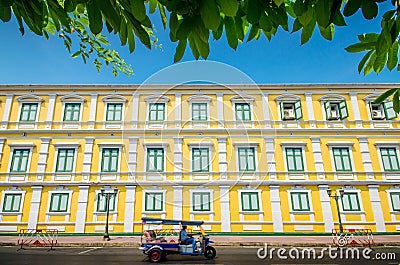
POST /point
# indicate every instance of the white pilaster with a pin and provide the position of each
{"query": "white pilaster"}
(43, 153)
(271, 163)
(267, 113)
(318, 161)
(356, 109)
(178, 158)
(132, 157)
(7, 111)
(225, 208)
(310, 109)
(93, 109)
(178, 110)
(50, 110)
(276, 208)
(220, 106)
(87, 158)
(326, 208)
(377, 208)
(135, 110)
(223, 164)
(366, 157)
(178, 202)
(1, 148)
(34, 207)
(129, 208)
(82, 208)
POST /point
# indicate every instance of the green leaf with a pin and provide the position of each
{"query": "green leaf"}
(369, 9)
(323, 12)
(364, 60)
(123, 34)
(76, 54)
(228, 7)
(328, 32)
(385, 95)
(131, 40)
(396, 101)
(253, 11)
(5, 13)
(95, 18)
(230, 30)
(210, 14)
(138, 9)
(351, 7)
(360, 47)
(180, 50)
(307, 31)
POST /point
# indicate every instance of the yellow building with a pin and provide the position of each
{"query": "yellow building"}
(244, 158)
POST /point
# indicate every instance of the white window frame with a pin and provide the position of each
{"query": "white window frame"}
(28, 99)
(243, 99)
(260, 203)
(13, 191)
(156, 99)
(56, 191)
(154, 190)
(113, 99)
(202, 190)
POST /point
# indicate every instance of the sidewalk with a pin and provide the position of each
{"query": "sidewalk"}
(134, 241)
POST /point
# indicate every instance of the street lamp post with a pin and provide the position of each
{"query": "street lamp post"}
(336, 197)
(108, 193)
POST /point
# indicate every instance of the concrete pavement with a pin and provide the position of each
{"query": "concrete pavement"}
(133, 241)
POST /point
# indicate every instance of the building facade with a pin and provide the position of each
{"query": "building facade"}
(243, 158)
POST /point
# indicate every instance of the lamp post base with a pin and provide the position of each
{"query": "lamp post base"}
(106, 237)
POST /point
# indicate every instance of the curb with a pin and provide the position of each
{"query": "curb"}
(217, 244)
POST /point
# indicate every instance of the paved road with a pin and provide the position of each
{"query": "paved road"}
(228, 256)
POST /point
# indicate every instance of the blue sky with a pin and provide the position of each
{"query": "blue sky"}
(31, 59)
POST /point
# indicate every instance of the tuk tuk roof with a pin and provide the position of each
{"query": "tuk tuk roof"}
(148, 220)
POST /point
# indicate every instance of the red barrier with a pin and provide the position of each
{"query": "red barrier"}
(354, 237)
(38, 237)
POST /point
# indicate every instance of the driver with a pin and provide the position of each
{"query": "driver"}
(184, 236)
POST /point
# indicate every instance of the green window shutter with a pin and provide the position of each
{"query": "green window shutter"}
(294, 159)
(156, 112)
(342, 159)
(246, 158)
(114, 112)
(12, 202)
(350, 202)
(200, 160)
(72, 111)
(250, 201)
(344, 113)
(395, 199)
(199, 112)
(154, 201)
(201, 201)
(300, 201)
(19, 161)
(65, 160)
(155, 160)
(328, 111)
(59, 202)
(28, 112)
(102, 202)
(389, 159)
(389, 111)
(297, 110)
(109, 161)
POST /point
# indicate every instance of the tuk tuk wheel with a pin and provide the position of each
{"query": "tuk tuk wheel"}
(155, 255)
(210, 252)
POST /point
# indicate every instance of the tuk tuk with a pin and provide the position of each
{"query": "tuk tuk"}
(161, 237)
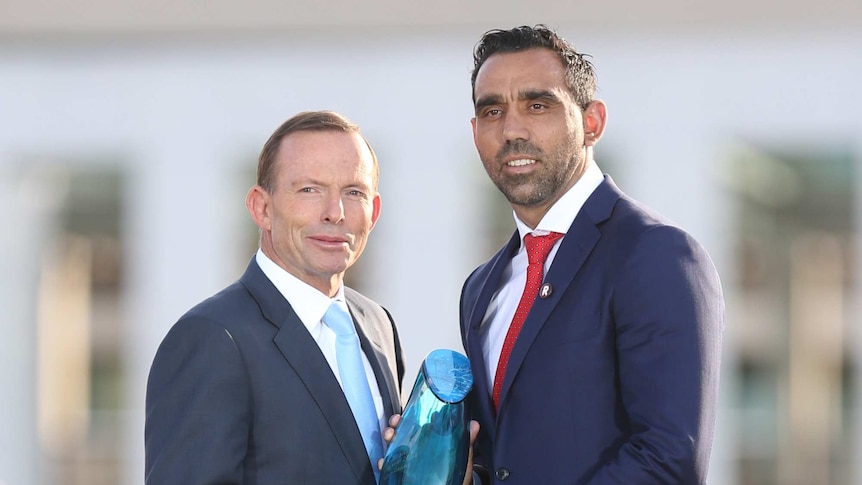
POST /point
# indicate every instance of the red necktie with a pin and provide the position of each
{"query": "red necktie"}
(538, 248)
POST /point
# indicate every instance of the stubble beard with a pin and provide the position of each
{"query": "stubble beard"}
(529, 190)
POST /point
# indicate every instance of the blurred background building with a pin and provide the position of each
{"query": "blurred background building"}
(129, 133)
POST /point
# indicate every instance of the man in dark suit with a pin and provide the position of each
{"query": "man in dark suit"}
(606, 369)
(251, 386)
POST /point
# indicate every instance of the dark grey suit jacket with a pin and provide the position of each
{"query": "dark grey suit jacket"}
(239, 393)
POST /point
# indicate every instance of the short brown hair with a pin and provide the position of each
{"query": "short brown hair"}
(305, 121)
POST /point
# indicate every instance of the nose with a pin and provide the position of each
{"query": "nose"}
(515, 127)
(333, 210)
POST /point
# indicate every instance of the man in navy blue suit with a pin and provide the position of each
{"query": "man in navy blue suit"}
(606, 369)
(250, 387)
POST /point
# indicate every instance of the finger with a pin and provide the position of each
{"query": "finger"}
(394, 420)
(474, 431)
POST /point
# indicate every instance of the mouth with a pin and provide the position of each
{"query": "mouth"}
(331, 241)
(520, 162)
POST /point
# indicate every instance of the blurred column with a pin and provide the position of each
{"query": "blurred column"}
(179, 251)
(28, 203)
(815, 359)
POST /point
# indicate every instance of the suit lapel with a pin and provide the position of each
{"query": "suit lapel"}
(575, 248)
(474, 339)
(372, 346)
(304, 357)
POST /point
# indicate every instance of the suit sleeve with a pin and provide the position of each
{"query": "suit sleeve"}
(669, 315)
(198, 408)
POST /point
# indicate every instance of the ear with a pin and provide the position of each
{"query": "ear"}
(473, 123)
(595, 119)
(258, 204)
(375, 210)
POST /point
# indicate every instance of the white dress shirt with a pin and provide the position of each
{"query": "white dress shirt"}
(504, 302)
(310, 305)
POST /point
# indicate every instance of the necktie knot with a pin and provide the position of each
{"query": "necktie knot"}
(354, 382)
(538, 247)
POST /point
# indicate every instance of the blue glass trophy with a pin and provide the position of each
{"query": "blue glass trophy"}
(431, 443)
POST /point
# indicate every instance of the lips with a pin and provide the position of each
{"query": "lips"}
(332, 240)
(520, 162)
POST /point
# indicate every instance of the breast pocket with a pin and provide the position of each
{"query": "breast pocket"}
(567, 328)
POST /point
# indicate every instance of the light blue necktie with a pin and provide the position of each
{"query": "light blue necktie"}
(354, 382)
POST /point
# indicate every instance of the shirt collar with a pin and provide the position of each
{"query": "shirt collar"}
(562, 214)
(308, 302)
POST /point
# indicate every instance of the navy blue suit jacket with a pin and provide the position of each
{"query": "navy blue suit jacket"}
(240, 393)
(614, 377)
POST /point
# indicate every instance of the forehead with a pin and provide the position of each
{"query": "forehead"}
(505, 72)
(325, 154)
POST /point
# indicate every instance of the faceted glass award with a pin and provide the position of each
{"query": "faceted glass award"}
(431, 443)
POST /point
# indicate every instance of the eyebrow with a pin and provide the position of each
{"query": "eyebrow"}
(488, 100)
(525, 95)
(534, 94)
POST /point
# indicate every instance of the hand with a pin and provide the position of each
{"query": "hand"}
(389, 434)
(474, 431)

━━━━

EXERCISE.
Nothing but the records themselves, exact and complete, should be returned; leave the pictures out.

THE COMPLETED TASK.
POST /point
# indicate every instance of the white pilaster with a pin and provide the position of each
{"query": "white pilaster"}
(43, 153)
(271, 163)
(267, 113)
(318, 161)
(356, 109)
(178, 158)
(132, 157)
(7, 111)
(225, 208)
(310, 109)
(93, 109)
(178, 110)
(50, 110)
(276, 208)
(220, 106)
(87, 158)
(326, 208)
(377, 208)
(135, 110)
(223, 164)
(366, 157)
(178, 202)
(1, 148)
(34, 207)
(129, 208)
(82, 208)
POST /point
# indicate every instance of the green leaf with a pin and provide the position of each
{"query": "green leaf"}
(369, 9)
(323, 12)
(364, 60)
(123, 34)
(76, 54)
(228, 7)
(328, 32)
(385, 95)
(131, 40)
(396, 101)
(253, 11)
(5, 13)
(95, 18)
(230, 30)
(210, 14)
(138, 9)
(351, 7)
(360, 47)
(180, 50)
(307, 31)
POST /point
# indicate every instance of the yellow building with a pin and provide the position of each
{"query": "yellow building"}
(244, 158)
POST /point
# indicate every instance of the white window frame with a pin and provide the position of each
{"query": "white window frame"}
(28, 99)
(243, 99)
(260, 203)
(13, 191)
(156, 99)
(56, 191)
(154, 190)
(113, 99)
(202, 190)
POST /point
# indicate every instance of the sidewalk with a pin and provide the position of each
{"query": "sidewalk"}
(134, 241)
POST /point
# indicate every instance of the street lamp post with a pin and provide the position of each
{"query": "street lamp post"}
(336, 197)
(108, 193)
POST /point
# indicate every instance of the concrete pavement with a pin and provide the position of each
{"query": "concrete pavement"}
(133, 241)
POST /point
# indicate every instance of the building facade with a pin and provide the position of each
{"query": "building facade"}
(243, 158)
POST /point
# indicate every instance of the lamp post base with a pin and provide the position of each
{"query": "lamp post base"}
(106, 237)
POST /point
# indicate every instance of the curb with a pin and provide the position of each
{"query": "curb"}
(217, 244)
POST /point
# indicate every instance of the paved road with a pin and provide the position of each
{"query": "paved road"}
(228, 256)
POST /point
# indicate every instance of the blue sky with a pin and provide the position of each
{"query": "blue sky"}
(31, 59)
POST /point
# indicate every instance of the tuk tuk roof with a pin and provide the position of each
{"query": "tuk tuk roof"}
(148, 220)
POST /point
# indicate every instance of the red barrier with a pin and provide the position of each
{"query": "red barrier"}
(354, 237)
(38, 237)
POST /point
# indicate every instance of the driver with a pin and provide the position of each
{"query": "driver"}
(184, 236)
POST /point
# indicate every instance of the green window shutter with a pin and provide the position of each
{"query": "green window shutter"}
(294, 159)
(156, 112)
(342, 159)
(246, 158)
(114, 112)
(12, 202)
(350, 202)
(200, 160)
(72, 111)
(250, 201)
(344, 113)
(395, 199)
(199, 112)
(154, 201)
(201, 201)
(300, 201)
(19, 161)
(65, 160)
(155, 160)
(328, 111)
(59, 202)
(28, 112)
(102, 202)
(389, 159)
(389, 111)
(297, 110)
(109, 161)
POST /point
# indicate every instance of the tuk tuk wheel with a pin and provide the position of each
{"query": "tuk tuk wheel"}
(155, 255)
(210, 252)
POST /point
# indicate every instance of the tuk tuk with a pin and provide the position of each
{"query": "tuk tuk"}
(161, 237)
POST /point
# indicate every instance of the red necktie with a pin and provide the position of each
{"query": "red necktie"}
(538, 248)
POST /point
# indicate every instance of the stubble beard with a pin and provide the position of each
{"query": "stubble beard"}
(529, 190)
POST /point
# indicate every instance of the blurred background building with a pin and provide the position of each
{"query": "blurred background building"}
(129, 133)
POST /point
# indicate every instance of the man in dark suit with a pin and provide the position of each
{"query": "man in dark suit"}
(606, 369)
(251, 386)
POST /point
# indicate every instance of the dark grey suit jacket with a pin and provide the position of each
{"query": "dark grey suit jacket"}
(239, 393)
POST /point
# indicate every instance of the short brown hair with a pin and provide the position of each
{"query": "short brown hair"}
(305, 121)
POST /point
# indicate every instance of the nose with a pin and provide the position of each
{"query": "nose"}
(515, 127)
(333, 210)
POST /point
# indicate every instance of the man in navy blue suit with a pin and provide the position of each
{"query": "man in navy blue suit"}
(606, 369)
(250, 387)
POST /point
# indicate every instance of the finger with a pin and provide the position of each
{"query": "finger"}
(394, 420)
(474, 431)
POST /point
# indicate every instance of the mouth with a pin and provide the position of each
{"query": "mouth"}
(331, 241)
(520, 162)
POST /point
# indicate every instance of the blurred column with a pin and provide the position of each
{"query": "blurred column"}
(179, 251)
(28, 203)
(815, 359)
POST /point
# indicate every instance of the suit lapel with a pin and provide the position of each
{"query": "suit lapel"}
(575, 248)
(474, 339)
(372, 346)
(304, 357)
POST /point
# indicate every instance of the suit sleeve with a pin and provide the position of each
{"query": "suit sleeve"}
(669, 315)
(198, 408)
POST /point
# indicate every instance of the ear with a pin and provide the position of each
{"query": "ear"}
(473, 123)
(595, 119)
(258, 204)
(375, 210)
POST /point
# indicate every instance of the white dress shirt with a pin and provide the position of each
{"query": "white dress shirt"}
(504, 302)
(310, 305)
POST /point
# indicate every instance of the necktie knot with a pin and provide the position of each
{"query": "necktie knot"}
(354, 382)
(538, 247)
POST /point
# indicate every instance of the blue glass trophy with a pin and provide the position of each
{"query": "blue glass trophy"}
(431, 443)
POST /point
# indicate every instance of the lips with a pin and provide the position of each
{"query": "lips"}
(332, 240)
(520, 162)
POST /point
# indicate every instance of the breast pocket with a pin and provide the position of each
{"query": "breast pocket"}
(567, 328)
POST /point
# indicate every instance of the light blue necktie with a pin and provide the position of each
{"query": "light blue necktie"}
(354, 382)
POST /point
# indicate every instance of the shirt collar with a pin and provide the position of each
{"query": "shirt collar"}
(562, 214)
(308, 302)
POST /point
# indicate every instance of the navy blue suit jacket with a pin and provide the position of each
{"query": "navy blue suit jacket"}
(240, 393)
(614, 377)
POST /point
# indicate every instance of the forehead with a pin and provide the position of each
{"query": "forehead"}
(505, 72)
(325, 154)
POST /point
# indicate every instance of the faceted glass award with a pin and provide the position of each
{"query": "faceted glass award"}
(431, 443)
POST /point
# indicate every instance of the eyebrow with a pin and provide the position of each
{"query": "eyebrow"}
(488, 100)
(525, 95)
(534, 94)
POST /point
# indicate every instance of the hand with a pin and provide the position of each
{"query": "hand"}
(389, 434)
(474, 431)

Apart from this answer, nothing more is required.